▶ _Text under study_:

== Segment start ==

Though the official enrollment has not yet been determined, approximately 20, 000 students will be enrolled in 79 pre-kindergarten through grade 8 elementary and 11 Catholic high schools in the diocese. The breakdown is approximately 3,000 pre-kindergarten students, about 13,000  kindergarten through eighth grade students and about 4,000 students in grades 9-12.  The average tuition for the first child Catholic student in elementary school is about $3, 600; at the high school level, it is about $9,500.

School opened on August 22 and the school year will end for students on June 13, 2014.  Throughout the year a number of important activities will take place.  Some of the highlights include:

  •  The Diocese of Pittsburgh will host the National Catholic Education Association convention (NCEA) April 22-24 at the David Lawrence Convention Center. Over 7,000 participants are expected.  This is the largest private-education association gathering in the nation, with participants representing all aspects of Catholic and faith-based education, from pre-school, elementary, secondary, adult education, colleges and universities, as well as local parish pastors, priests and directors of religious education programs.
  •  In May, 2013, 68 Catholic elementary schools were recognized by Junior Achievement for involving 100 percent of their students in JA programs. The Cardinal Donald Wuerl Scholarship program established by Junior Achievement in 2005 continues to assist eighth graders with their education at diocesan high schools. During the past nine years, 248 eighth graders have received scholarships of $3,000 each bringing the total provided by JA to $744,000.
  •  Furthermore, the Bishop David A. Zubik Scholarship program that was announced last year is this year supporting 10 students with scholarships of $1,000 toward their Catholic high school education.

== Segment end ==

▶ _Input data_:
== Segment start ==

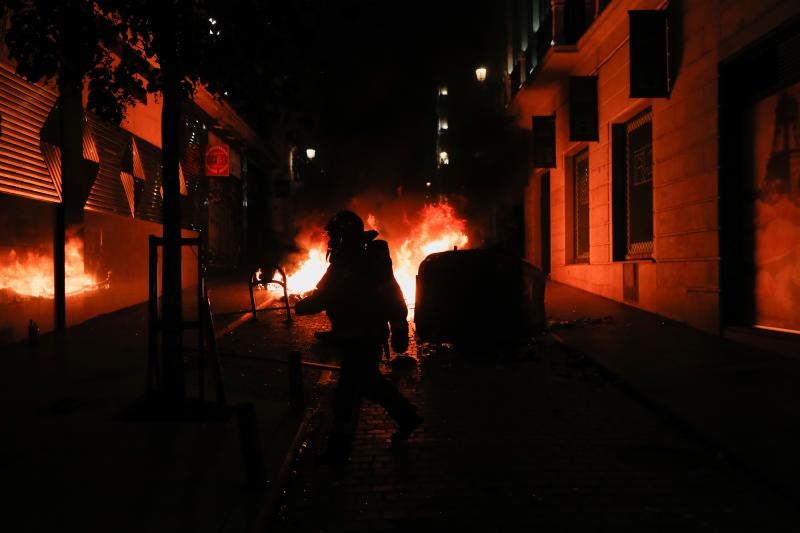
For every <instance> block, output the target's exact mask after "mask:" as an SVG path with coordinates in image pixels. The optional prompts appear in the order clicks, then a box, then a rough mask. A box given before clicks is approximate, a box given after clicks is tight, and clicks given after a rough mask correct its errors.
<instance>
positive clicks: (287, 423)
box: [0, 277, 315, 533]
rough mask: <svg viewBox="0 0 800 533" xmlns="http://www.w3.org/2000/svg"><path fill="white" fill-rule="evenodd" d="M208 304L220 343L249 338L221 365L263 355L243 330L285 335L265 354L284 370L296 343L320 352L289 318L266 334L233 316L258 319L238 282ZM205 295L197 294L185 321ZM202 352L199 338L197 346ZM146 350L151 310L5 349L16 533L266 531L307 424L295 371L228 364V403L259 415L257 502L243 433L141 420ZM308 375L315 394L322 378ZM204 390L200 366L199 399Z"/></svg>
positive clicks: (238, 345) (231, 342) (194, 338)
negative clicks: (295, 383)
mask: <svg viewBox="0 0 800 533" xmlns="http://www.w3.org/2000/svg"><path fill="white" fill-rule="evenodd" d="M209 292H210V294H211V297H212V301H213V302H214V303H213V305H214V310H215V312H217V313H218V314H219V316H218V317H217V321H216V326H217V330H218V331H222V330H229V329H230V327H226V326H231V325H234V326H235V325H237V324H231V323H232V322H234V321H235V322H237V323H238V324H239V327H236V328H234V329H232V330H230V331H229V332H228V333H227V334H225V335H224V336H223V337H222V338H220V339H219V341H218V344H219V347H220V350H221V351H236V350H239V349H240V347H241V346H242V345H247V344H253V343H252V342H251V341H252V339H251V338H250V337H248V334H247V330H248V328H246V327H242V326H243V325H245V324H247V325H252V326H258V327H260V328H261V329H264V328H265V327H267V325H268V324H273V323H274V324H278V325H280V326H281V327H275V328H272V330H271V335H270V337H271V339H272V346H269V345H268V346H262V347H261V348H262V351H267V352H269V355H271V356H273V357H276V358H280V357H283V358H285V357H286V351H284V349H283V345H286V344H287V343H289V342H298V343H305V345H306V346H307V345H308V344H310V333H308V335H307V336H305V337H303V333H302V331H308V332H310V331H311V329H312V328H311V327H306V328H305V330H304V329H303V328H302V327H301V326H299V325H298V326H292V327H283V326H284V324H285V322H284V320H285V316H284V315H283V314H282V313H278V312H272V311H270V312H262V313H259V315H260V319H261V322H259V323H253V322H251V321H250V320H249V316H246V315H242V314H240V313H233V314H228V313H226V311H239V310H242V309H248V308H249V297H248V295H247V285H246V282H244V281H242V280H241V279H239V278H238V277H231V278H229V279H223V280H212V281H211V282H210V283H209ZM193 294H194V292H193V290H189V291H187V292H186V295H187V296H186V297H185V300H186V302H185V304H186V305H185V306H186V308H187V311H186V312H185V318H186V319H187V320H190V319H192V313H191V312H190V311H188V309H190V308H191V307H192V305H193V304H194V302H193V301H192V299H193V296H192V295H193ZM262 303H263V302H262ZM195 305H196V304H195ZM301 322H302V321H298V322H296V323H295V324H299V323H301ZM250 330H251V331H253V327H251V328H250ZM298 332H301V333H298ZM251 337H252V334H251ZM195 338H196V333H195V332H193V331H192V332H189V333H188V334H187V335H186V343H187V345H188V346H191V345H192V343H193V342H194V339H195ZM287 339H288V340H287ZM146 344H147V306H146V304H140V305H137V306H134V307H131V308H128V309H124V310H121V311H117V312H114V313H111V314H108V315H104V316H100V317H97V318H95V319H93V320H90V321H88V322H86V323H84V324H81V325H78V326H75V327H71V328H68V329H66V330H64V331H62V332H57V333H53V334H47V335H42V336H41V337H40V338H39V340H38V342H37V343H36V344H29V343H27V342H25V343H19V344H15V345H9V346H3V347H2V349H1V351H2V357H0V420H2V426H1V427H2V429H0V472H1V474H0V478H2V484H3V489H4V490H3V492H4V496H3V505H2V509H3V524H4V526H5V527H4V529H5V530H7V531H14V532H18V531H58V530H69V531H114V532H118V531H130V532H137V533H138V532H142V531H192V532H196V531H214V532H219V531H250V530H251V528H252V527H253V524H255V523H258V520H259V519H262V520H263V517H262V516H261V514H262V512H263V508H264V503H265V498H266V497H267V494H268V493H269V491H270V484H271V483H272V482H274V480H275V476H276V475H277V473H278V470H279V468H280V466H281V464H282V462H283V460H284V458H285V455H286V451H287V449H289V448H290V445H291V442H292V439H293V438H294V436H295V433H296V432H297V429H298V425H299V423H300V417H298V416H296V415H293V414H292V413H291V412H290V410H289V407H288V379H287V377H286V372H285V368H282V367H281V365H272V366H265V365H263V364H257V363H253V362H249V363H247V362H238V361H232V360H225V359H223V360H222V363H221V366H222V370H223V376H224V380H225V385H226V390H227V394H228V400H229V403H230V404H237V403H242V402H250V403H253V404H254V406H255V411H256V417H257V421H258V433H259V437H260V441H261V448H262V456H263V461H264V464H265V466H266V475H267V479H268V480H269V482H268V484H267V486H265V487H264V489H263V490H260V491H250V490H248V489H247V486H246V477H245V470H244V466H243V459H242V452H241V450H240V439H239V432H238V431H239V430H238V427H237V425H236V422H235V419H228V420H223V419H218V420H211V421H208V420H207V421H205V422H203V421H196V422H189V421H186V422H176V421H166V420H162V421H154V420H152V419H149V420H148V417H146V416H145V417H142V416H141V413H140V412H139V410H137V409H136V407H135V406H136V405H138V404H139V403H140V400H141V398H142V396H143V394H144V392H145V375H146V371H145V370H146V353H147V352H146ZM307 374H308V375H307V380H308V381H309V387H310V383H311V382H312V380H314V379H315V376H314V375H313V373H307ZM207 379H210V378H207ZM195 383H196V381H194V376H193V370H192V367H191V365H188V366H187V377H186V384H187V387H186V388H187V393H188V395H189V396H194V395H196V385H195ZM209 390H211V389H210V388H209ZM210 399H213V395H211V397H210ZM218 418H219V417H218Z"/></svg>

== Segment end ==
== Segment start ==

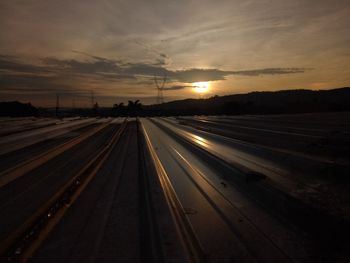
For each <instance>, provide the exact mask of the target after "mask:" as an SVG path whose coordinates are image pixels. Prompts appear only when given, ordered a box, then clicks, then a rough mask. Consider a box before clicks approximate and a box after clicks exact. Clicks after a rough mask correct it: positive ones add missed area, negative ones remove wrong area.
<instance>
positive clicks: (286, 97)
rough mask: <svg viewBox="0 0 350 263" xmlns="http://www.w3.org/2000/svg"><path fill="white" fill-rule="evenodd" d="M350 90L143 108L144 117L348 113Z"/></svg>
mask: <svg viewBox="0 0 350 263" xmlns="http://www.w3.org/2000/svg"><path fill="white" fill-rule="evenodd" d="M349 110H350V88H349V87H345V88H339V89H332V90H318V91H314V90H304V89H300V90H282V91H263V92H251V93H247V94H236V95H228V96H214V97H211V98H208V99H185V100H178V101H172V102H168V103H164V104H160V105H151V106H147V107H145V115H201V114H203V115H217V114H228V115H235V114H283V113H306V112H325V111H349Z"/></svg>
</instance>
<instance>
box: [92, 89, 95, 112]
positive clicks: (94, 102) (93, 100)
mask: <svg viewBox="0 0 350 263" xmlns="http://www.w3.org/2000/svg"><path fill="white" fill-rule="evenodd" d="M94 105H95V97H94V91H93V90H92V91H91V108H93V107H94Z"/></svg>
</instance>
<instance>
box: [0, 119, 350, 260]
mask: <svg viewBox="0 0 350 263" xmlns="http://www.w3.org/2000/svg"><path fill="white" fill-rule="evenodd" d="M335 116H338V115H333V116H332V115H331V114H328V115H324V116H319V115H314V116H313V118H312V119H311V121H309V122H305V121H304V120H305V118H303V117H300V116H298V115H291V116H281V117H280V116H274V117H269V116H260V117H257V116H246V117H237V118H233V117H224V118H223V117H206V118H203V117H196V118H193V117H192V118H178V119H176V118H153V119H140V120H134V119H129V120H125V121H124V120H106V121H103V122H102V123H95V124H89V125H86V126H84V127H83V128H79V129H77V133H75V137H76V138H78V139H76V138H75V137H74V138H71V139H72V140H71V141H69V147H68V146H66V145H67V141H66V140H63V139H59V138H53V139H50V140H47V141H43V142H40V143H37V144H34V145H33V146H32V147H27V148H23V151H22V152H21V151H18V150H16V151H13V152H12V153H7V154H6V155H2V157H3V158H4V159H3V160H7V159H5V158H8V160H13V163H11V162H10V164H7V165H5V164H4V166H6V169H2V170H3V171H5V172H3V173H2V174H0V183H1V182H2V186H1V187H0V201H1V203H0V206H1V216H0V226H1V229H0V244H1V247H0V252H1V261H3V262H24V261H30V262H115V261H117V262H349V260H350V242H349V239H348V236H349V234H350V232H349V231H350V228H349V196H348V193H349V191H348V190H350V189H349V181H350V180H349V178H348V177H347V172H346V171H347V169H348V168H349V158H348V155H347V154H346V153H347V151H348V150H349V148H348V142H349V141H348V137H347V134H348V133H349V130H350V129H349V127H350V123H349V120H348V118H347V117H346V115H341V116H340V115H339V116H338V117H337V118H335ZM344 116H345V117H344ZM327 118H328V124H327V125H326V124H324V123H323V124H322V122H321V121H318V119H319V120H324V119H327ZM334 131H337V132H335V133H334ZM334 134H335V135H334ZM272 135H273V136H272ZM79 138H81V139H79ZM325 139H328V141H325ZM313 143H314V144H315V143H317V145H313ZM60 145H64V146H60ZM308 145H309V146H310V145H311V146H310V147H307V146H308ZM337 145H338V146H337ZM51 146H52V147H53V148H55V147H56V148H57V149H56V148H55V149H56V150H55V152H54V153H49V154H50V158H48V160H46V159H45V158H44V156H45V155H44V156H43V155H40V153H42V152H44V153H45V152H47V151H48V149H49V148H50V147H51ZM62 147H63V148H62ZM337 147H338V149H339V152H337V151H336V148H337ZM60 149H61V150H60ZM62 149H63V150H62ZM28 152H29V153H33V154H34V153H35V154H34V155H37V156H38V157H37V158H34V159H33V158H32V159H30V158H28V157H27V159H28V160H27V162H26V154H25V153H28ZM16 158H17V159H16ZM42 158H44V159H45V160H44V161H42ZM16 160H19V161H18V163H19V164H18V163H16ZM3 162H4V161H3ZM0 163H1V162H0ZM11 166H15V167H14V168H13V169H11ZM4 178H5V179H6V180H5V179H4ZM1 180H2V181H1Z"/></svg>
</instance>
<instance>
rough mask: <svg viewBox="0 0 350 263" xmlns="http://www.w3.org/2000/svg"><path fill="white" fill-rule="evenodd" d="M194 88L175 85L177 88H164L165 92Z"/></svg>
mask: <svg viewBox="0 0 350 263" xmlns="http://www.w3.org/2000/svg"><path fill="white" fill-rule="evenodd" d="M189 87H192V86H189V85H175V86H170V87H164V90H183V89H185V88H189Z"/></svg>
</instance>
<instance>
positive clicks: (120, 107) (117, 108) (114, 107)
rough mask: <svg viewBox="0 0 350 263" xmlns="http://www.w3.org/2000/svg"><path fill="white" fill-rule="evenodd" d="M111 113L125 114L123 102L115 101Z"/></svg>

== Segment end ==
== Segment start ==

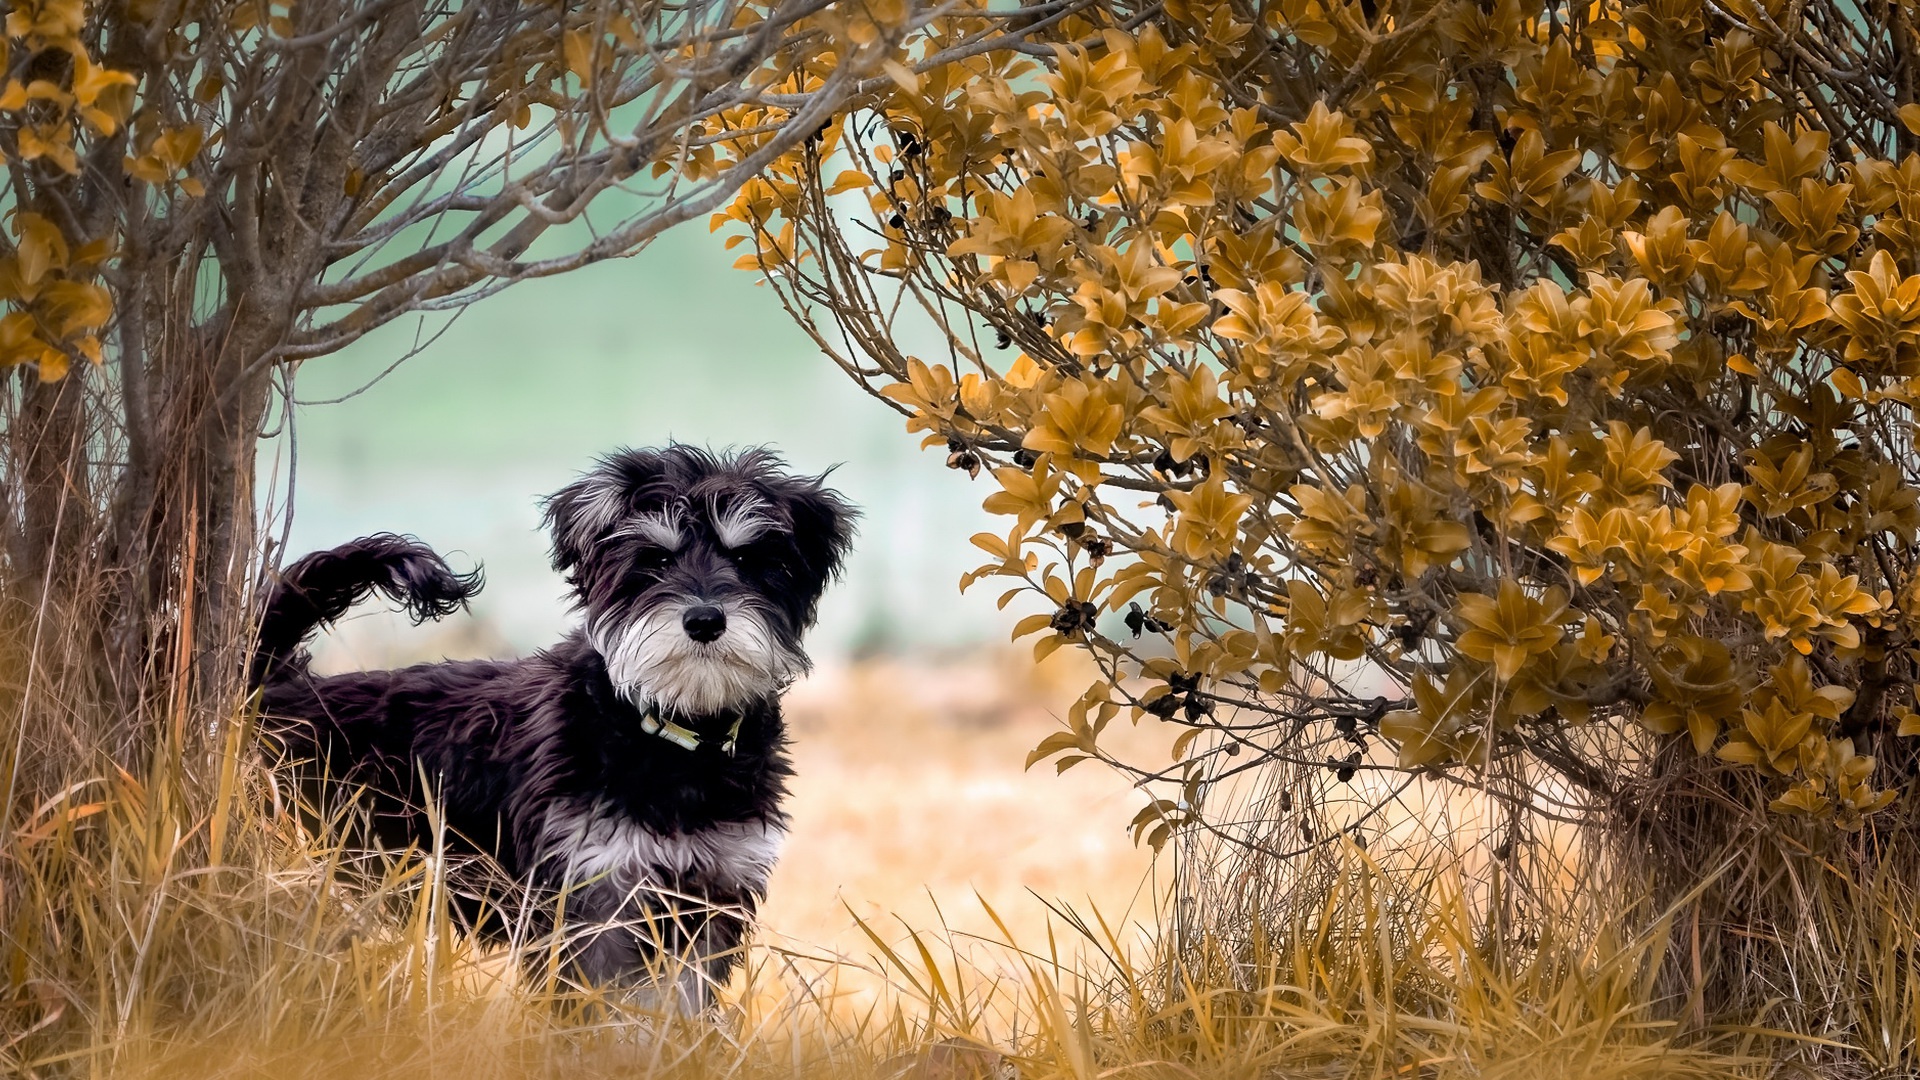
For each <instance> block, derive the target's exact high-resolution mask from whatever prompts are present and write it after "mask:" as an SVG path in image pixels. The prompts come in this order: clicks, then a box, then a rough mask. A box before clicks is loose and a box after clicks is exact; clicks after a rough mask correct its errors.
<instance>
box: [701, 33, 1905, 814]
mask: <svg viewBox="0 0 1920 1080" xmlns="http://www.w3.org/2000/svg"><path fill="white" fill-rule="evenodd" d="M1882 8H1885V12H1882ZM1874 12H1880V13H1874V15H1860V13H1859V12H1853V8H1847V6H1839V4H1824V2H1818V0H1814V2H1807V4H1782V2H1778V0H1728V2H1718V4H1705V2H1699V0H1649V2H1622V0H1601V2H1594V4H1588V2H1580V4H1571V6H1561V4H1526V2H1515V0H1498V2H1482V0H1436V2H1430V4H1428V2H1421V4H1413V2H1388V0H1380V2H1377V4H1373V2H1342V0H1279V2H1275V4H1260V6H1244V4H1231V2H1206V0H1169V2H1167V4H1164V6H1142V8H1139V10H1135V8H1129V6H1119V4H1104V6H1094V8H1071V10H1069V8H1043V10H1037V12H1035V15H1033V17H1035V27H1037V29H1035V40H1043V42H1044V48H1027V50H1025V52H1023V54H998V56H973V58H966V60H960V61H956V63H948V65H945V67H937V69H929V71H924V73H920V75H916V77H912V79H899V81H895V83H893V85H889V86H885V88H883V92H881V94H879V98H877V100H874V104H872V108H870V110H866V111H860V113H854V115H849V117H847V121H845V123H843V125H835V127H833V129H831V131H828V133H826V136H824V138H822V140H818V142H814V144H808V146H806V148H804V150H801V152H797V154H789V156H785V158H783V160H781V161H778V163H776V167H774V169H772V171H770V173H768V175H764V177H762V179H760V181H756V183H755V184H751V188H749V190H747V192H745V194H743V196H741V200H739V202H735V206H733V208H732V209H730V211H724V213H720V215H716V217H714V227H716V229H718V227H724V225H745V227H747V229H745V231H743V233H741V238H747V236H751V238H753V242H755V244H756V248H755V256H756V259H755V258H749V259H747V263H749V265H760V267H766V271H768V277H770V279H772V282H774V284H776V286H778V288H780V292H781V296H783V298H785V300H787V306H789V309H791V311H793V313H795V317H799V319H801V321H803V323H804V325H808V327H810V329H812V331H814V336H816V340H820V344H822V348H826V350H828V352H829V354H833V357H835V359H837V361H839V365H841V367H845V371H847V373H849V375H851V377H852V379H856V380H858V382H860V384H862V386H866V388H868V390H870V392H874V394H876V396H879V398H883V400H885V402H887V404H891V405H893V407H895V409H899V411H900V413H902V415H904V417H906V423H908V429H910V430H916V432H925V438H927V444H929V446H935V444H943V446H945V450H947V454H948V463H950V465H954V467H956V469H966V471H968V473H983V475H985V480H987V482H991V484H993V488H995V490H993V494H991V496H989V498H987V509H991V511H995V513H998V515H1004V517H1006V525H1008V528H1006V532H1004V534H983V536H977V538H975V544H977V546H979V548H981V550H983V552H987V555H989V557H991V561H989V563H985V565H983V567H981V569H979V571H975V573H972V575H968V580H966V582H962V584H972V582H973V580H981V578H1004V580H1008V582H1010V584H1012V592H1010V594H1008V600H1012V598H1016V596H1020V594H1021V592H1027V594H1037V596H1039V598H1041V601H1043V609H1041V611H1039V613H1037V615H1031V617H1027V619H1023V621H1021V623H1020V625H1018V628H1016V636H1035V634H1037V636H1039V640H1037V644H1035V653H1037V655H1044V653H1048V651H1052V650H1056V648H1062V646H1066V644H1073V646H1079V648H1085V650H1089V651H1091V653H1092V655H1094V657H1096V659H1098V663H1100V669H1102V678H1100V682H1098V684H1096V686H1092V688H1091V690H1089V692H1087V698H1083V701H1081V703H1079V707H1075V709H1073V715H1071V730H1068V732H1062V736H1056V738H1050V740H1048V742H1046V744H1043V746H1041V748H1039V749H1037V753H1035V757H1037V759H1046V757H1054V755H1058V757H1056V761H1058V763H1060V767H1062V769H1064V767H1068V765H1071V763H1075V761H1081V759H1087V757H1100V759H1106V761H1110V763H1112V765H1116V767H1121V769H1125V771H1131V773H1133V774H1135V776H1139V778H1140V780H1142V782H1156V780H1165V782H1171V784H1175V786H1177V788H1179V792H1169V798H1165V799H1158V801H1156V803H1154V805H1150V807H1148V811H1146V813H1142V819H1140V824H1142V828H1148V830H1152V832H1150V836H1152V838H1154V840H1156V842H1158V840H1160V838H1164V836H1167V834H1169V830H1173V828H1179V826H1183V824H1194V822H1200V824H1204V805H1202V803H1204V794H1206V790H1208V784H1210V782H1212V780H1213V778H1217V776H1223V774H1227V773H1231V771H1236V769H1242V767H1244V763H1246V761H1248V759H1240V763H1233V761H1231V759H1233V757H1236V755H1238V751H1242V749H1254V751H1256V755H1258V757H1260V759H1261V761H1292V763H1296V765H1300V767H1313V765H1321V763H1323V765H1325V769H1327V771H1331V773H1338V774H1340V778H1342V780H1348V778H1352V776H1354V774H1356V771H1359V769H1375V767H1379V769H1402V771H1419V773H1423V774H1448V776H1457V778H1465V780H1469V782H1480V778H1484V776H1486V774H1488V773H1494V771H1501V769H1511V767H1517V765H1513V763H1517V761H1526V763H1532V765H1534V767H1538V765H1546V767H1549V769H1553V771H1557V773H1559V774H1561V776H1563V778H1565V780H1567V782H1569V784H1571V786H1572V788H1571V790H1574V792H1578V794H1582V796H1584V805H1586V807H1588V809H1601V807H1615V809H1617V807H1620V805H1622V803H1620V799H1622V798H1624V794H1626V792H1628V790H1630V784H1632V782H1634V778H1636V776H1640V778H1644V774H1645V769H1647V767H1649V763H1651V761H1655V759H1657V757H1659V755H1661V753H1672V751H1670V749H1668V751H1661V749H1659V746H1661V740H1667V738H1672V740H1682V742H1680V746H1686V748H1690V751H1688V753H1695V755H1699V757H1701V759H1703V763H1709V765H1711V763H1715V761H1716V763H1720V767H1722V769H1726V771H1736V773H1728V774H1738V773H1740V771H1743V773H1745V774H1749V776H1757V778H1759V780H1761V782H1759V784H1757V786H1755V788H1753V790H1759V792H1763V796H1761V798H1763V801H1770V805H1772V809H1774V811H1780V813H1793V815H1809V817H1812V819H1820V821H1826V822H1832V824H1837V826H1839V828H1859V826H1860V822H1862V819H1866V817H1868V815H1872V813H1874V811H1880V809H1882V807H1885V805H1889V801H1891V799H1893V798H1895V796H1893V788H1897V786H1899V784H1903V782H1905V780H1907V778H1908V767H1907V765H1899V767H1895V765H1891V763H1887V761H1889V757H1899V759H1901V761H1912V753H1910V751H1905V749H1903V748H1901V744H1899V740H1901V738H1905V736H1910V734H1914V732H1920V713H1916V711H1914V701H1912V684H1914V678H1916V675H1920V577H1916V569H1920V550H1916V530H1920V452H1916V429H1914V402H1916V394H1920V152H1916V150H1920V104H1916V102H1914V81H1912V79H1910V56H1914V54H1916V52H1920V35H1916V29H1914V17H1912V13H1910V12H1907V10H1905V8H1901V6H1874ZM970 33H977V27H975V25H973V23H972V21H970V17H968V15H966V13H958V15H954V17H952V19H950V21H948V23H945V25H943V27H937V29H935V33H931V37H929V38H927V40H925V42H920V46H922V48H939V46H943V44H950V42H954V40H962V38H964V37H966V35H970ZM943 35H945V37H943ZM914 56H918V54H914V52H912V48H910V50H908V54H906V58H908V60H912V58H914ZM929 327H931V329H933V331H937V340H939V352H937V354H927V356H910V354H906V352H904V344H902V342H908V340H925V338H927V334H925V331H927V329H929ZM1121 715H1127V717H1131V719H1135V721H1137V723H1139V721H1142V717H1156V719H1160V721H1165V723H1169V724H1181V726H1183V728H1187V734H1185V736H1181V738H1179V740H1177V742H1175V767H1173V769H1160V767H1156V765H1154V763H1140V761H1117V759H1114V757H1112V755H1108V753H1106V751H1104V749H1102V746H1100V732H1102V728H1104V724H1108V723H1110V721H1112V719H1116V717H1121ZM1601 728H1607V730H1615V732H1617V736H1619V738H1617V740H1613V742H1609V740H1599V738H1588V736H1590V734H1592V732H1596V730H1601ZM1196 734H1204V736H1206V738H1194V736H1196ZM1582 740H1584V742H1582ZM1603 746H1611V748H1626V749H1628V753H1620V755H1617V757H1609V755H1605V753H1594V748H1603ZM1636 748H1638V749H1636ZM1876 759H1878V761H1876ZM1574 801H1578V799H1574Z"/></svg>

== Segment end ==

▶ _Complete the following_:
A: Reproduce the part of the Catholic schools text between "School opened on" and "religious education programs.", inclusive.
B: According to the Catholic schools text, where will the National Catholic Education Association convention be held?

▶ _Solutions to each task_:
A:
School opened on August 22 and the school year will end for students on June 13, 2014.  Throughout the year a number of important activities will take place.  Some of the highlights include:

  •  The Diocese of Pittsburgh will host the National Catholic Education Association convention (NCEA) April 22-24 at the David Lawrence Convention Center. Over 7,000 participants are expected.  This is the largest private-education association gathering in the nation, with participants representing all aspects of Catholic and faith-based education, from pre-school, elementary, secondary, adult education, colleges and universities, as well as local parish pastors, priests and directors of religious education programs.

B: At the David Lawrence Convention Center.